■ Texte de la page:
+ + + + + + +
Un système vraiment civil et donc surveillé par l’AIEA (Agence internationale de l’énergie atomique) ne peut donner lieu à utilisation militaire. Et tout le monde sait que tôt ou tard le prix du pétrole deviendra exorbitant, et qu’il faudra bien continuer à produire de l’électricité. Je ne vois donc pas le besoin d’un exemple, iranien ou autre.

Jacques Aben (CNRS) : « Il existe un droit au nucléaire »

Le Conseil de sécurité de l’ONU a adopté dernièrement une troisième série de sanctions afin que l’Iran interrompt son programme nucléaire. Entretien à propos d’une éventuelle bombe iranienne avec Jacques Aben, ancien responsable de l’axe « crises et conflits » à l’ESID (Etats, sociétés, idéologies, défense), unité mixte de recherche du CNRS.

Pensez-vous que l’Iran veut se doter de l’arme nucléaire ? Une bombe iranienne serait-elle vraiment dangereuse?
Je crois que Téhéran veut la bombe, mais elle ne serait pas plus dangereuse qu’une autre. La détention d’une arme nucléaire a la vertu de rendre prudent. Celui qui jouerait avec saurait qu’il s’expose à des représailles nucléaires.

Dans la revue Défense nationale de juillet 2007, Tewfik Hamel, doctorant en sciences politiques et relations internationales, avance que l’arme nucléaire est l’ultime et seule assurance pour un État jugé voyou.
C’est exactement ce que la France a toujours dit pour elle-même – ce qui ne veut pas dire que ce soit obligatoirement efficace. L’Iran voudrait, grâce au nucléaire militaire, devenir une puissance régionale capable de résister à la plupart des menaces.

Est-ce que le concept de « destruction mutuelle assurée », qui a marché pendant la Guerre froide, peut fonctionner ici entre l’Iran et Israël ?
S’agissant de la Guerre froide, tout ce que l’on sait c’est qu’elle n’a pas dégénéré, le reste n’est que spéculation. Cela dit, l’équilibre de la terreur est un concept potentiellement universel, pourvu qu’il s’applique à des États dits rationnels, intéressés par leur pérennité.

Le TNP (Traité de non prolifération nucléaire) annonce que « chaque pays aura le droit de se retirer du traité s’il décide que des évènements extraordinaires, en rapport avec l’objet du présent traité, ont compromis les intérêts suprêmes de son pays ». Téhéran pourrait-il avoir une excuse pour quitter le TNP ?
A-t-on vraiment besoin d’une excuse pour faire quelque chose dont, de toute façon, les autres ne veulent pas ? Qui a demandé quoi que ce soit à Israël ? On n’est pas dans le domaine du juste ou de l’injuste, mais dans celui du « bon pour moi » ou « mauvais pour moi » et donc des rapports de forces. Il ne faut pas oublier que la France a été le premier pays disséminateur.
+ + + + + + +
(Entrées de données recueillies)

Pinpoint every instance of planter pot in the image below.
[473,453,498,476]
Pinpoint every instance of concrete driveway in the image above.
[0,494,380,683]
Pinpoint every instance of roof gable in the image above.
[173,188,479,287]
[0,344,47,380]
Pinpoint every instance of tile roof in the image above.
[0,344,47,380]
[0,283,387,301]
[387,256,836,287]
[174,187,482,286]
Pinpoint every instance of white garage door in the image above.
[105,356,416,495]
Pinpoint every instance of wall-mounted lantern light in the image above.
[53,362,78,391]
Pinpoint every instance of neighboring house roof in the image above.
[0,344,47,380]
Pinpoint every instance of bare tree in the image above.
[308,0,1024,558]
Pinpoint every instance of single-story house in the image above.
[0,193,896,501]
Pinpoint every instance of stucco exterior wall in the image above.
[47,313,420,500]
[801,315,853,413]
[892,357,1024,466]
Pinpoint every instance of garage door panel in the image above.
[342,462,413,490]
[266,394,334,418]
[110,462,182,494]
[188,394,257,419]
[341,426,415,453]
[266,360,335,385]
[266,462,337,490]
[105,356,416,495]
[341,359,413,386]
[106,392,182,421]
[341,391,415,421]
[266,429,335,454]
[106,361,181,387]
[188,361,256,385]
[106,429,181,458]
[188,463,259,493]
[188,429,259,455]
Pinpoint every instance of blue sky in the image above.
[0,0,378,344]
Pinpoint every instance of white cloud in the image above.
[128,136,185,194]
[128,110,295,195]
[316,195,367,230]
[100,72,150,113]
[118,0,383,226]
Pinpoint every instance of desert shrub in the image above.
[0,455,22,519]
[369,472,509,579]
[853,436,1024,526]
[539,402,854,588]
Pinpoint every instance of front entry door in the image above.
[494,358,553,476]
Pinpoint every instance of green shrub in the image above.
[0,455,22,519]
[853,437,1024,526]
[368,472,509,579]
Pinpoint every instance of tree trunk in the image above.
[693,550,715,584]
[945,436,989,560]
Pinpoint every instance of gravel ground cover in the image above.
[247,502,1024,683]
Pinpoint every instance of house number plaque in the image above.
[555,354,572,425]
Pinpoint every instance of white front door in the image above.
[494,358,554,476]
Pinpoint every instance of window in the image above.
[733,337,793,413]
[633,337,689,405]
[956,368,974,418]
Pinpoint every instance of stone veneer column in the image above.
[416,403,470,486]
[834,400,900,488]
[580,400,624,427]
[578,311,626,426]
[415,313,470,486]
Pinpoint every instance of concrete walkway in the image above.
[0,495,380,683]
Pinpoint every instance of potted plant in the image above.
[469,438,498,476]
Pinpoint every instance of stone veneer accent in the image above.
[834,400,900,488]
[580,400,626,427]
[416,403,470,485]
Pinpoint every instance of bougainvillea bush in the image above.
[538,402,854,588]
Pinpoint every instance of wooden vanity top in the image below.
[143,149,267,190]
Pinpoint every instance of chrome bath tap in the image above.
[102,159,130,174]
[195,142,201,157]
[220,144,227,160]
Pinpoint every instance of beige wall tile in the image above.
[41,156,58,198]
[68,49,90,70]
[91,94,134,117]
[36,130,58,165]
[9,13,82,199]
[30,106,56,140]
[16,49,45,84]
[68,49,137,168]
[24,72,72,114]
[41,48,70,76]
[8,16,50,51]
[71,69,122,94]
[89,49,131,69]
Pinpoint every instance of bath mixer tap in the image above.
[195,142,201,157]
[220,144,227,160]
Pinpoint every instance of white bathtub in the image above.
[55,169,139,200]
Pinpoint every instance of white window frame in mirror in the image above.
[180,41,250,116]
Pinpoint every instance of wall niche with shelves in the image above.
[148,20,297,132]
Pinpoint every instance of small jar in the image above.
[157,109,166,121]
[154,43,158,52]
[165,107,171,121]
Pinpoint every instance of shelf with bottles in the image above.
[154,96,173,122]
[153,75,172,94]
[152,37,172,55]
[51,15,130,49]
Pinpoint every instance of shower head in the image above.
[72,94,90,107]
+ + + + + + +
■ Exercice court 1:
Recopiez fidèlement le passage de l'entretien sur le nucléaire iranien qui commence par « Je crois que » et se termine par « et Israël ? ».
■ Exercice court 2:
Résumez en deux phrases l'entretien sur le nucléaire iranien.
■ Exercice court 3:
Prolongez l'entretien avec Jacques Aben sur le nucléaire iranien à la suite de sa dernière phrase.

■ Réponse rédigée 1:
Je crois que Téhéran veut la bombe, mais elle ne serait pas plus dangereuse qu’une autre. La détention d’une arme nucléaire a la vertu de rendre prudent. Celui qui jouerait avec saurait qu’il s’expose à des représailles nucléaires.

Dans la revue Défense nationale de juillet 2007, Tewfik Hamel, doctorant en sciences politiques et relations internationales, avance que l’arme nucléaire est l’ultime et seule assurance pour un État jugé voyou.
C’est exactement ce que la France a toujours dit pour elle-même – ce qui ne veut pas dire que ce soit obligatoirement efficace. L’Iran voudrait, grâce au nucléaire militaire, devenir une puissance régionale capable de résister à la plupart des menaces.

Est-ce que le concept de « destruction mutuelle assurée », qui a marché pendant la Guerre froide, peut fonctionner ici entre l’Iran et Israël ?

■ Réponse rédigée 2:
Jacques Aben, ancien responsable de l'axe « crises et conflits » à l'ESID, pense que Téhéran veut la bombe, mais qu'elle ne serait pas plus dangereuse qu'une autre, car la détention d'une arme nucléaire rend prudent. Selon lui, l'équilibre de la terreur est un concept potentiellement universel entre États rationnels, et la question d'un retrait du TNP relève des rapports de forces plutôt que du juste ou de l'injuste.

■ Réponse rédigée 3:
Peut-on parler d’un droit au nucléaire?
C’est mon point de vue. Je ne vois pas au nom de quoi certains s’arrogeraient le droit d’interdire aux autres de se doter des mêmes capacités qu’eux. Reste qu’un État est seul juge de sa propre sécurité, sous réserve que son action pour la préserver ne provoque pas une réaction excessive de ses voisins ou du Conseil de sécurité de l’ONU.

Après l’Égypte dernièrement, d’autres pays du Moyen-Orient veulent se mettre au nucléaire civil. C’est le cas de l’Arabie Saoudite, du Yémen, de la Jordanie, mais aussi de la Lybie, de l’Algérie et du Maroc. L’Iran a-t-il pu jouer un rôle dans ces décisions ?
Un système vraiment civil et donc surveillé par l’AIEA (Agence internationale de l’énergie atomique) ne peut donner lieu à utilisation militaire. Et tout le monde sait que tôt ou tard le prix du pétrole deviendra exorbitant, et qu’il faudra bien continuer à produire de l’électricité. Je ne vois donc pas le besoin d’un exemple, iranien ou autre.

Nouvelles sanctions du Conseil de sécurité de l’ONU

Traduction de l’article de Manal Lotfi, dans le numéro du 23 janvier 2008
d’Asharq al-awsat, volume 30, numéro 10.648.


L'article d'Asharq al-awsat«

Les grandes puissances surprennent l’Iran en décidant de renforcer les sanctions contre les banques et contre les gardiens de la révolution

Un responsable américain : « les désaccords ne portent pas sur “le principe des sanctions“, mais sur “leurs dimensions“»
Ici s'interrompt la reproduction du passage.